Source material:
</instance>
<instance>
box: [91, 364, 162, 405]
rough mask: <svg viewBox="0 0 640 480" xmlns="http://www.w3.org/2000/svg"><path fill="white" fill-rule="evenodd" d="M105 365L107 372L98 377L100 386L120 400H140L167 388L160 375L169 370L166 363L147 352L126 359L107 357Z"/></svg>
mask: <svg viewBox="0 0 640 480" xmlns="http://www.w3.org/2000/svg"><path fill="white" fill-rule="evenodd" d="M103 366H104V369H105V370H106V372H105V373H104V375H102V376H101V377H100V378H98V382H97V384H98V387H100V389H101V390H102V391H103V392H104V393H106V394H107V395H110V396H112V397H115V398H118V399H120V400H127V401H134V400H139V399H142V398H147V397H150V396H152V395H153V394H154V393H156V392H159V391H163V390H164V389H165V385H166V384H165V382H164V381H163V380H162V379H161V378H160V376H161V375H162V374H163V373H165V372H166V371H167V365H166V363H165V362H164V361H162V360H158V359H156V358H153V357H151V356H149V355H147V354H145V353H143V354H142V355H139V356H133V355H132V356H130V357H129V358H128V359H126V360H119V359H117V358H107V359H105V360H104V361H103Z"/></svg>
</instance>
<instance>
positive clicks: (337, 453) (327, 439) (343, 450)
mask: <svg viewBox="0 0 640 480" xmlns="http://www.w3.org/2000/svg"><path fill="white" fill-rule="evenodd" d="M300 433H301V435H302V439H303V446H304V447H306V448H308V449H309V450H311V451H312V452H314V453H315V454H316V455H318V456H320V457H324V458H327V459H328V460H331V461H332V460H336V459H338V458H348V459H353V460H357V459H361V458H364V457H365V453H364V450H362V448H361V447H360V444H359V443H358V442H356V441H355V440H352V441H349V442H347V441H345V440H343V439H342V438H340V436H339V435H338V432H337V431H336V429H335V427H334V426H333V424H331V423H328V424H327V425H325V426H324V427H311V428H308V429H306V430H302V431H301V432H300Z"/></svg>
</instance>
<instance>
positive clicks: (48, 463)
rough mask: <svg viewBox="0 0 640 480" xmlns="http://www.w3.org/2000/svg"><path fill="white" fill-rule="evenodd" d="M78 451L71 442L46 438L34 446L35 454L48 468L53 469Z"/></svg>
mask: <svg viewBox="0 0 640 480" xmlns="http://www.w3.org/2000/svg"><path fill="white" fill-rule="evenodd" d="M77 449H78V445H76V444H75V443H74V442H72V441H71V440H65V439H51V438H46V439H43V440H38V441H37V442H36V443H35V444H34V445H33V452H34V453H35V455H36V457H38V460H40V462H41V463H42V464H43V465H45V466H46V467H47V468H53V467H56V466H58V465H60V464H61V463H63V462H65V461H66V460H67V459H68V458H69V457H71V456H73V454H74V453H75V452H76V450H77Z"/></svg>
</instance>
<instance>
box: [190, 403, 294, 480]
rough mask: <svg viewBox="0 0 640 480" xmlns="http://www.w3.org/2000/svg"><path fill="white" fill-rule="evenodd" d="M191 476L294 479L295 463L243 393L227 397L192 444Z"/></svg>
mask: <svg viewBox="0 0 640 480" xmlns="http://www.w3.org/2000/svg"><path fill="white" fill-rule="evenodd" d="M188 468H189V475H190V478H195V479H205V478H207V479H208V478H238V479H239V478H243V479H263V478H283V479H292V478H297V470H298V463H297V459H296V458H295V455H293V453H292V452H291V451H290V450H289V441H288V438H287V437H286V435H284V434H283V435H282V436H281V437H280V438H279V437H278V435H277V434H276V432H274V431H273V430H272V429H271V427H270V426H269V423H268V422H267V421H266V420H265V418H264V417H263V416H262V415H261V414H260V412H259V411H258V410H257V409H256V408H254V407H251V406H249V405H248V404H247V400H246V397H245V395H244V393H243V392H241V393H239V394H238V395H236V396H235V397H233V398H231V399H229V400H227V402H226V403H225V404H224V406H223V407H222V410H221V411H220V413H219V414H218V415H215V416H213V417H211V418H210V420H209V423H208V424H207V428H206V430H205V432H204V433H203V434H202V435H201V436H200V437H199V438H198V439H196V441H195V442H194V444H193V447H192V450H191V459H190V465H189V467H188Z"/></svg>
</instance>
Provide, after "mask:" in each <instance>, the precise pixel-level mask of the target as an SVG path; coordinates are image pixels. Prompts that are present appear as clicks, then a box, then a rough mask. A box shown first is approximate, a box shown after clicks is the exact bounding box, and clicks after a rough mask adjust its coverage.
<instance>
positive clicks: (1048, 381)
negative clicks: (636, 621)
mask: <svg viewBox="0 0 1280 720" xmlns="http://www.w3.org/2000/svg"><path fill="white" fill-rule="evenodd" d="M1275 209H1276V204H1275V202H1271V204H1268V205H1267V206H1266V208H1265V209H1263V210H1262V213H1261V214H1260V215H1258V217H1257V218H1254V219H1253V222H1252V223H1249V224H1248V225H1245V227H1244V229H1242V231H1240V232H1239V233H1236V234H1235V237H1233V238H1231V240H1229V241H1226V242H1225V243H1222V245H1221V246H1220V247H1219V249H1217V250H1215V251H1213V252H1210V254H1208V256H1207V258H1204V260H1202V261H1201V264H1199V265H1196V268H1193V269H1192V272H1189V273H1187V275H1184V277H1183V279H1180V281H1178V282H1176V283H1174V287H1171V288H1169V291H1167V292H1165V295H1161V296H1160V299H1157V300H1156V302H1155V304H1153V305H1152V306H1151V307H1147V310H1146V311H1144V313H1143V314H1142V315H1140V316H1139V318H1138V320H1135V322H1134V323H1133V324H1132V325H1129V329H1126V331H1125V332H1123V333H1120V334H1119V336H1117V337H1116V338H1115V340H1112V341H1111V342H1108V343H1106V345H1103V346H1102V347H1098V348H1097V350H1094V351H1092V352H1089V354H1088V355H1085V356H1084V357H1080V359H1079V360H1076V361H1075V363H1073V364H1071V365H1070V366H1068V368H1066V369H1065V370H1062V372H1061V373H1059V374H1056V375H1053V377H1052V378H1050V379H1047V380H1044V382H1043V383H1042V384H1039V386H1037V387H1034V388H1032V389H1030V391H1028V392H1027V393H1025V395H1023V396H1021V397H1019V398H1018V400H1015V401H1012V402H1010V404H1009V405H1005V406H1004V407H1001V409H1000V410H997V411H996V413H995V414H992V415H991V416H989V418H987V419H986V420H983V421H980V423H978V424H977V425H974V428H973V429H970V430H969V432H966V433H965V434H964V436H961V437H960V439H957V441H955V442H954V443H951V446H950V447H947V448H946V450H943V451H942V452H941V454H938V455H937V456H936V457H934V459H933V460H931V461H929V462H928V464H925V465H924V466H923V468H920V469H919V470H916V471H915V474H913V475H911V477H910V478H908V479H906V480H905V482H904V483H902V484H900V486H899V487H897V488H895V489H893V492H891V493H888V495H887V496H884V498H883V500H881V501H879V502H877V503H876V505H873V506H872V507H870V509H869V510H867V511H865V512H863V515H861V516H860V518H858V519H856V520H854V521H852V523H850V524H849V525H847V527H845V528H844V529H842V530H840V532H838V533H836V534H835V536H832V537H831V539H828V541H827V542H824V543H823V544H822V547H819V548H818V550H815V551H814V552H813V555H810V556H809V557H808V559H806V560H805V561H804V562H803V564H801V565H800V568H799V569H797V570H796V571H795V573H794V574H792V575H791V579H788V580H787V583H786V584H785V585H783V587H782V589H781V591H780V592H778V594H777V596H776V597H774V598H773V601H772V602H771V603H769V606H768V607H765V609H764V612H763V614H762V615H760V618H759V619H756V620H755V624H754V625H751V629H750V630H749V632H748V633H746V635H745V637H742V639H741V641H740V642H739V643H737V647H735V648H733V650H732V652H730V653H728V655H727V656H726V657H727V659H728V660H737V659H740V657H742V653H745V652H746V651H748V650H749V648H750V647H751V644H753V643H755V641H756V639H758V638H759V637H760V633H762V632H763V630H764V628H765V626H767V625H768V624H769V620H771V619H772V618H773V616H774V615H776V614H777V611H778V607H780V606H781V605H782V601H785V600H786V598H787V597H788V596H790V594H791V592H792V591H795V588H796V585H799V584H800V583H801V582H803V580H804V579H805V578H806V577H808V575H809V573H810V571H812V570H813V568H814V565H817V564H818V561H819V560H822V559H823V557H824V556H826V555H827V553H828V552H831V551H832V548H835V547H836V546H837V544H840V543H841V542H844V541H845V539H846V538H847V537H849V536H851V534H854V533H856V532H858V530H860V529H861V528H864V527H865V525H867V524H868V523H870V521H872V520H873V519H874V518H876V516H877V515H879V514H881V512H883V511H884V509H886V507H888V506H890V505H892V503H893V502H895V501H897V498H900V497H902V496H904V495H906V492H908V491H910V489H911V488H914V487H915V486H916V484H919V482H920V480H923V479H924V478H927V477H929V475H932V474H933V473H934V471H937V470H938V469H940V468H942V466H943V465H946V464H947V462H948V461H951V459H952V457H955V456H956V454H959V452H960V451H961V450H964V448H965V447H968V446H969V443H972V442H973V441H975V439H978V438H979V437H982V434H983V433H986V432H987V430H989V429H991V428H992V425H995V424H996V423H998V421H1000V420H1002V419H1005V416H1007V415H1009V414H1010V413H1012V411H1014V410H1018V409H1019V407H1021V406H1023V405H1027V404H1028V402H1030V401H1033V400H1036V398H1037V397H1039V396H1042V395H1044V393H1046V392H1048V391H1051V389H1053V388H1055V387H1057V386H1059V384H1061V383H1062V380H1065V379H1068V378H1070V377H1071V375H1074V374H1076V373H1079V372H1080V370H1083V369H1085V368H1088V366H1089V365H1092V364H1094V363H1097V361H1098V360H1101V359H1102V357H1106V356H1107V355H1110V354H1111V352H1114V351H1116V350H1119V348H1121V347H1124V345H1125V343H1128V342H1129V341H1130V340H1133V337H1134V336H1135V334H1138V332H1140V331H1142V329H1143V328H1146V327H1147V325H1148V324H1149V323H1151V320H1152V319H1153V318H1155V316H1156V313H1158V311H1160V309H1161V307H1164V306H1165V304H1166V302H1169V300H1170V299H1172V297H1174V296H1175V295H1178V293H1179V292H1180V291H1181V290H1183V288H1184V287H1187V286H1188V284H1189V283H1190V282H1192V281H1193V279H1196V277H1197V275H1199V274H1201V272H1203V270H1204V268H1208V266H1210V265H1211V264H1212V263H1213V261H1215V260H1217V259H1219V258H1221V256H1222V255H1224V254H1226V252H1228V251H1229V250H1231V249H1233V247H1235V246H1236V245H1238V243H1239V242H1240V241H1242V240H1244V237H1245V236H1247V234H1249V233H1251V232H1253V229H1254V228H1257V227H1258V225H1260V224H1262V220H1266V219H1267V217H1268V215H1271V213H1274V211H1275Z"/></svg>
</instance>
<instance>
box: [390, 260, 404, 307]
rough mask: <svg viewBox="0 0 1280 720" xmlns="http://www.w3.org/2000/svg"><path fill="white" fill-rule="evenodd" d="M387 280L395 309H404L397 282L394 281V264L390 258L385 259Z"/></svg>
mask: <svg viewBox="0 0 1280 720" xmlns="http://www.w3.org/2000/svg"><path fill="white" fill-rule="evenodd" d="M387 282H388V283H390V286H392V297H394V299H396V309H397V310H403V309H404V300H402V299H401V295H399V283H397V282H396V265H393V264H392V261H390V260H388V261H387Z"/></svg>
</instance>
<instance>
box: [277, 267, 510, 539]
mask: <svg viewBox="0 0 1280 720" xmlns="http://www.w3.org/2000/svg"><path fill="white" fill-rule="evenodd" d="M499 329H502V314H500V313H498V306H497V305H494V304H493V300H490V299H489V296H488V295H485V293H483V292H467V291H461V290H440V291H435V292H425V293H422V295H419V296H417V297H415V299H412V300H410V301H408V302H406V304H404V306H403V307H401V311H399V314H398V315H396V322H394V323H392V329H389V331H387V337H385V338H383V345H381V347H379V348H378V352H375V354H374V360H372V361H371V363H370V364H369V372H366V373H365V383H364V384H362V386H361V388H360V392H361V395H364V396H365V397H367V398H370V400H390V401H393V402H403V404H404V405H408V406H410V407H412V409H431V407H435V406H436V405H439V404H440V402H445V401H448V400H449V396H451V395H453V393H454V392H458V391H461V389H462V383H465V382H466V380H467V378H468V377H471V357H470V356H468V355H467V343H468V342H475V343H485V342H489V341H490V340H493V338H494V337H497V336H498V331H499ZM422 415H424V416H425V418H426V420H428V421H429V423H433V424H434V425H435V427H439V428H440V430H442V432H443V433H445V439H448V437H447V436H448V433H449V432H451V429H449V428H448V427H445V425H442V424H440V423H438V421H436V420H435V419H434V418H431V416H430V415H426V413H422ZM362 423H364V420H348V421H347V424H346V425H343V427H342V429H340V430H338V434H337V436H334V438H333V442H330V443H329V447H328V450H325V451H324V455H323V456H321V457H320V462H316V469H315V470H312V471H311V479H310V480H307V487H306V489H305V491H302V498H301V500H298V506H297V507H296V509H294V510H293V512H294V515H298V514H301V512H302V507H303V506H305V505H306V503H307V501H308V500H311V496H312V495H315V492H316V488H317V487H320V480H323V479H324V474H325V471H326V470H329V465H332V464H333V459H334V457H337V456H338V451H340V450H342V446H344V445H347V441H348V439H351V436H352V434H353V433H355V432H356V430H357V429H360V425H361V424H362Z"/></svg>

Your instructions:
In the material above, transcribe exactly the lines beginning at the one with "positive clicks: (337, 453)" and ending at the one with "positive clicks: (48, 463)", both included.

Output:
positive clicks: (337, 453) (327, 439) (343, 450)
mask: <svg viewBox="0 0 640 480" xmlns="http://www.w3.org/2000/svg"><path fill="white" fill-rule="evenodd" d="M300 433H301V435H302V439H303V446H304V447H306V448H308V449H309V450H311V451H312V452H314V453H315V454H316V455H318V456H320V457H324V458H327V459H328V460H331V461H332V460H336V459H338V458H348V459H353V460H357V459H361V458H364V457H365V453H364V450H362V448H361V447H360V444H359V443H358V442H356V441H355V440H352V441H349V442H347V441H345V440H343V439H342V438H340V436H339V435H338V432H337V431H336V429H335V427H334V426H333V424H331V423H328V424H327V425H325V426H324V427H311V428H308V429H306V430H302V431H301V432H300Z"/></svg>
</instance>
<instance>
positive clicks: (48, 463)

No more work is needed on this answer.